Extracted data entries
==================================================

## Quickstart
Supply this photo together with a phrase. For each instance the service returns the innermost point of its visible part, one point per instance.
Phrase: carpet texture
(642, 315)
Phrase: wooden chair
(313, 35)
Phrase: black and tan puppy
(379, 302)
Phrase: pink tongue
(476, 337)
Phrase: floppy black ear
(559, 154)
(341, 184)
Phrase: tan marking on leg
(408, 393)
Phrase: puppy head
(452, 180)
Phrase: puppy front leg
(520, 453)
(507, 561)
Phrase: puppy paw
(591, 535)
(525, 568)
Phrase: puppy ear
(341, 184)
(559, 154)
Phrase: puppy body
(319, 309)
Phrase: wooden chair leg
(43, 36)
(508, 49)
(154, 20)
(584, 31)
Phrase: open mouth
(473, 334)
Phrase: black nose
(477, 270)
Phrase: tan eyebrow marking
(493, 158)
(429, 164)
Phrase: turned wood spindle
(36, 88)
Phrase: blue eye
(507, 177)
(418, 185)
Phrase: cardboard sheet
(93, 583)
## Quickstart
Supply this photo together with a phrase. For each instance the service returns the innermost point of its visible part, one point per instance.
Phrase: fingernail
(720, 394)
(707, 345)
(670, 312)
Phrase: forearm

==================================================

_AIM OF THE TASK:_ From the first line to the last, please write out the entries exactly.

_SOLUTION TO THE EXERCISE:_
## Quickstart
Supply this photo together with a phrase. For each instance the service returns the innermost point of its visible part, one point per instance.
Phrase: carpet texture
(642, 315)
Phrase: wooden chair
(313, 35)
Phrase: black and tan puppy
(379, 302)
Phrase: pink tongue
(476, 337)
Phrase: floppy black ear
(559, 154)
(341, 184)
Phrase: tan marking on leg
(408, 393)
Phrase: puppy head
(452, 180)
Phrase: puppy front leg
(520, 453)
(507, 561)
Phrase: puppy paw
(591, 535)
(525, 568)
Phrase: puppy ear
(341, 184)
(559, 154)
Phrase: puppy body
(319, 309)
Phrase: wooden chair leg
(43, 36)
(508, 49)
(154, 20)
(584, 31)
Phrase: open mouth
(473, 334)
Phrase: black nose
(477, 270)
Phrase: tan eyebrow marking
(493, 158)
(429, 164)
Phrase: turned wood spindle
(36, 88)
Phrase: blue eye
(507, 177)
(418, 185)
Phrase: cardboard sheet
(93, 583)
## Quickstart
Supply this photo together with a phrase. For each instance the service returns the innermost point of its visible part, one point per instance.
Phrase: fingernail
(720, 394)
(707, 345)
(670, 312)
Phrase: forearm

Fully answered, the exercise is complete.